=== RECORD SET ===
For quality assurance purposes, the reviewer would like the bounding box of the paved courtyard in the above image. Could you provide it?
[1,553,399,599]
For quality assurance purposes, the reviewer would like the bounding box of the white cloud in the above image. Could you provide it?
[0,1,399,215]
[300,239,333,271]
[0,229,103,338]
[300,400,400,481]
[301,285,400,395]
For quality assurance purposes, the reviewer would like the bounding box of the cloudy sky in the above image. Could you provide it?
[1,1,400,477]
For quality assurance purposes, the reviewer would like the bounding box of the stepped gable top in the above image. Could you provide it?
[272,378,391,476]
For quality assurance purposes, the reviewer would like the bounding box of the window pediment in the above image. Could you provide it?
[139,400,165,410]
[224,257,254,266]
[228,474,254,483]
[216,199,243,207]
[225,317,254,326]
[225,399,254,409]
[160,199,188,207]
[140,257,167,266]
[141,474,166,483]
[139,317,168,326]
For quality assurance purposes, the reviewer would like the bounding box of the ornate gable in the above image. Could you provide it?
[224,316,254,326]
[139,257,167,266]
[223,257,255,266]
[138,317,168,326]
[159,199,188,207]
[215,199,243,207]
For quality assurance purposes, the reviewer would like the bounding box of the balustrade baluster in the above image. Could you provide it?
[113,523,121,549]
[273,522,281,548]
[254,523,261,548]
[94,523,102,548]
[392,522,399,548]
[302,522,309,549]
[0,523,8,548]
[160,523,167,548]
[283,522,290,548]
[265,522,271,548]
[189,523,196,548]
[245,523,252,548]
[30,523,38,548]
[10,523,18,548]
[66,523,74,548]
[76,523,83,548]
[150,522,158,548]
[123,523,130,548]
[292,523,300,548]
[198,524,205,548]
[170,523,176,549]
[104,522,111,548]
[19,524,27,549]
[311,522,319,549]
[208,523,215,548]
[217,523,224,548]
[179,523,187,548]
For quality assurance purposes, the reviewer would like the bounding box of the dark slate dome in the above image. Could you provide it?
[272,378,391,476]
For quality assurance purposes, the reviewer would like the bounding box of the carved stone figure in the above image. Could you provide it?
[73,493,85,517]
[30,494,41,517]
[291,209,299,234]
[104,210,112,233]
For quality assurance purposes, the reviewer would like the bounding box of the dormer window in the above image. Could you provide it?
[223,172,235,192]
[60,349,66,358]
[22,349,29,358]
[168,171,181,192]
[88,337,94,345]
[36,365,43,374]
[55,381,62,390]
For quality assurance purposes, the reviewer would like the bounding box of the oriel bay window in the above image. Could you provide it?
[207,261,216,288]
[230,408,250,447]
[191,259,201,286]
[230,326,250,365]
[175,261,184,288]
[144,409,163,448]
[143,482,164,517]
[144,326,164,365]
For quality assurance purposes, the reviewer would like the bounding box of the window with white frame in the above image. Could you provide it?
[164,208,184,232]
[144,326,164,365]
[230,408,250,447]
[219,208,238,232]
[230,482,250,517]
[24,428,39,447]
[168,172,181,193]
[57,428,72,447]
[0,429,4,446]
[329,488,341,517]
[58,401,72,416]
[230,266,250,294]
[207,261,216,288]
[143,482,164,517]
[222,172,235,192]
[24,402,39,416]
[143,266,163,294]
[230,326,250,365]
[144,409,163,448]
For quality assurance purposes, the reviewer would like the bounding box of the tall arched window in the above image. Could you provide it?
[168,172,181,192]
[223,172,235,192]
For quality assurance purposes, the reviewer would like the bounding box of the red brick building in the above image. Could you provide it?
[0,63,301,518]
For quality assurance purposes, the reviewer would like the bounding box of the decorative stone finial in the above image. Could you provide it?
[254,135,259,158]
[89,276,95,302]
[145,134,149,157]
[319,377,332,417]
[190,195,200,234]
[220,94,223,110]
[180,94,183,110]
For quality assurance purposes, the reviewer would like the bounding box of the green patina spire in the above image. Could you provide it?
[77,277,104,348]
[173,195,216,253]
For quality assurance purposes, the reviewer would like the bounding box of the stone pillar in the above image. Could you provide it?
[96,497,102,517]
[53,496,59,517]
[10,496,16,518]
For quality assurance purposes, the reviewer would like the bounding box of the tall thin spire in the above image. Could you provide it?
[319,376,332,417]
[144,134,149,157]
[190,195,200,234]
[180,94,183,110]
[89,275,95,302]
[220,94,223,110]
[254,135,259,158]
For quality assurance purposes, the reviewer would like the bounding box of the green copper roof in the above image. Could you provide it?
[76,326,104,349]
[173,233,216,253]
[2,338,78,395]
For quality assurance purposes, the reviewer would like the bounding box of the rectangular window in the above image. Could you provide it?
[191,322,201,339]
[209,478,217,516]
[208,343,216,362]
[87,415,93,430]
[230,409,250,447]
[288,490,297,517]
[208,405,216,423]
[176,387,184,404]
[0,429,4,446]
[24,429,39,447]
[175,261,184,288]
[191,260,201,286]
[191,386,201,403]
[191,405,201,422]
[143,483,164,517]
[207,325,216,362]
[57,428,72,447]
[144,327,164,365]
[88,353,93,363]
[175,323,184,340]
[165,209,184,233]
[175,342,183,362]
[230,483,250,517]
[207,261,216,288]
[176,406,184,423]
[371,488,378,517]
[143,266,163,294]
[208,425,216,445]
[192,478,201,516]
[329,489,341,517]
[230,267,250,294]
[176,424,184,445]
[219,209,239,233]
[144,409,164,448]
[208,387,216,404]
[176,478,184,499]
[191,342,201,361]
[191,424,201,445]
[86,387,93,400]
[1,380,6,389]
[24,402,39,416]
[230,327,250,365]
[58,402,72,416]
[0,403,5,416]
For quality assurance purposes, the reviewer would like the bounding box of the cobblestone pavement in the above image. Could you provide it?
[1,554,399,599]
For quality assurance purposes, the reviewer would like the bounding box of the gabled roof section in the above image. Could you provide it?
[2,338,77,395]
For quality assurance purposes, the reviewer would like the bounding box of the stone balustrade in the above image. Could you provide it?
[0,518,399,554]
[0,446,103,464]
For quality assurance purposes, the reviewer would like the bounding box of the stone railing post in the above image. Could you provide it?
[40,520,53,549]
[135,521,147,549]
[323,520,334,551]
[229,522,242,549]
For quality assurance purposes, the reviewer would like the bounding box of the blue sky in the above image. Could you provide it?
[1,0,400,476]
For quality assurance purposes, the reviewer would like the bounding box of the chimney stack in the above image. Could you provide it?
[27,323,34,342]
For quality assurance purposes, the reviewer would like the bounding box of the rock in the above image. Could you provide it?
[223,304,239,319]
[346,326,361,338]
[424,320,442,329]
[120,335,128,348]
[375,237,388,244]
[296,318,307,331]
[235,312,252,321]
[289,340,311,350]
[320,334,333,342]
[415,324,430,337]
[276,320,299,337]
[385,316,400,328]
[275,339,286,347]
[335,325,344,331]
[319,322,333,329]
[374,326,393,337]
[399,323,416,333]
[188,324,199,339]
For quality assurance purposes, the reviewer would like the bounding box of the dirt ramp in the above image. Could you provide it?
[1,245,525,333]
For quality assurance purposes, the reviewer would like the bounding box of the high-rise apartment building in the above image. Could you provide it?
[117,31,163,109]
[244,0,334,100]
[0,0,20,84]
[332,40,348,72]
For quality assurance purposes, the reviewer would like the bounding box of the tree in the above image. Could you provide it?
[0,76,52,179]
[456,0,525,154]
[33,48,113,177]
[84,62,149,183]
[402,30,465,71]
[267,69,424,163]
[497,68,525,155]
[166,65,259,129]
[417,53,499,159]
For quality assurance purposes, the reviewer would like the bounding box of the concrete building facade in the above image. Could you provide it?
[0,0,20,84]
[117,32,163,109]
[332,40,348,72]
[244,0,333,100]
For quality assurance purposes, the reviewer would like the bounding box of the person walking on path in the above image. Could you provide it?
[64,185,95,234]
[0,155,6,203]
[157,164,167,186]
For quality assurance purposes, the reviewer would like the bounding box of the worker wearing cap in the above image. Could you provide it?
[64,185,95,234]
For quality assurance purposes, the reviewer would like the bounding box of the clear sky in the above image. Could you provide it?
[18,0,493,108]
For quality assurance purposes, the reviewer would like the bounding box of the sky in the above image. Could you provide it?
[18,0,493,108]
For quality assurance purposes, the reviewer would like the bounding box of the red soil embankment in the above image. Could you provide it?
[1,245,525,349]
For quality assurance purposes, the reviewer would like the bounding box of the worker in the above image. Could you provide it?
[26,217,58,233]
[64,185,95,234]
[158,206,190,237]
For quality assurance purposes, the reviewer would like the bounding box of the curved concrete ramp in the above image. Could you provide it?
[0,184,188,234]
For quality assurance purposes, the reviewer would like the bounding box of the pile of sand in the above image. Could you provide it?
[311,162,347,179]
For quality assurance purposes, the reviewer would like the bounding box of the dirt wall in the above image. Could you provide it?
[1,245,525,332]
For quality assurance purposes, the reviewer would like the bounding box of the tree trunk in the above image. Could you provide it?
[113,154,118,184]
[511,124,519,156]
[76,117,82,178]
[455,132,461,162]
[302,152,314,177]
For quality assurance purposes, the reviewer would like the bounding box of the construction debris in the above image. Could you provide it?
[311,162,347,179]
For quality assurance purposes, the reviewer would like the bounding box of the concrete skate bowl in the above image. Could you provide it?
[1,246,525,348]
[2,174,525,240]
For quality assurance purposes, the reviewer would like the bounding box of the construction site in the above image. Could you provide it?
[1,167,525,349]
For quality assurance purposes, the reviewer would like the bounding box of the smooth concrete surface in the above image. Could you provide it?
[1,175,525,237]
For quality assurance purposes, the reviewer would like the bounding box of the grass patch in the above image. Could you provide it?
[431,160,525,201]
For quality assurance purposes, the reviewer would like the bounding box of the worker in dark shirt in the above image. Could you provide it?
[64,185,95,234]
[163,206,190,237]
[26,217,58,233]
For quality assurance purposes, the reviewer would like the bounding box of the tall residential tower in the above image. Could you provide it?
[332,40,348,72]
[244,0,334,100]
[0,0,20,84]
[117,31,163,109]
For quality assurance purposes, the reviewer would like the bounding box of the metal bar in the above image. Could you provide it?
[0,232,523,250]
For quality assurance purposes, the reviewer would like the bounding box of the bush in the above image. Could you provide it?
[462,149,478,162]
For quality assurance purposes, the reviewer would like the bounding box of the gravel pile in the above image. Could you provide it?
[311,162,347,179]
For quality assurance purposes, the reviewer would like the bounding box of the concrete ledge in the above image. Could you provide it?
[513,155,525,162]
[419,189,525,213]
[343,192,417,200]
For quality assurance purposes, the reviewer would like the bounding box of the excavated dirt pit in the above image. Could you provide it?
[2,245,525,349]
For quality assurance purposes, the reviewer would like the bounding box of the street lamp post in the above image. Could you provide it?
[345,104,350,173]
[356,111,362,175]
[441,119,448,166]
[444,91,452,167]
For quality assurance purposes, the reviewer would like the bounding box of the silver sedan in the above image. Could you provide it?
===
• [WHAT IS BEING ASKED] In the records above, find the line containing "of the grass"; please retype it and every line after it through the last line, exactly and with nothing else.

• [WRITTEN RESPONSE]
For quality assurance purposes, the reviewer would like the bounding box of the grass patch in the above image. Could you provide it?
[431,160,525,201]
For quality assurance purposes, the reviewer would like the bounding box of the worker in dark shirt in the above image. Could you provide it?
[64,185,95,234]
[163,206,190,237]
[26,217,58,233]
For quality assurance purposes, the reviewer would like the bounding box of the tall residential tower in the above image. Could you provide it?
[332,40,348,72]
[244,0,334,100]
[0,0,20,84]
[117,31,163,109]
For quality assurance purposes, the reviewer would like the bounding box of the metal bar in the above image. Could you provide it?
[0,232,523,250]
For quality assurance purposes, the reviewer would like the bounding box of the bush in the above image. Could you provide it?
[462,149,478,162]
For quality assurance purposes, the reviewer would like the bounding box of the gravel pile in the above image. Could you provide it?
[311,162,347,179]
For quality assurance purposes, the reviewer would like the bounding box of the concrete ledge in the above image. Could you provide it?
[513,155,525,162]
[419,189,525,213]
[343,192,417,200]
For quality assurance purposes, the reviewer would like the bounding box of the excavated dirt pit in the above image. Could you provide it?
[2,245,525,349]
For quality assurance purposes, the reviewer would like the bounding box of the street lamp post in the above image. Could you provide it?
[345,104,350,173]
[356,111,362,175]
[441,119,448,166]
[444,91,452,167]
For quality assurance purposes, the reviewer would like the bounding box of the silver sedan in the above image. Could you provide it?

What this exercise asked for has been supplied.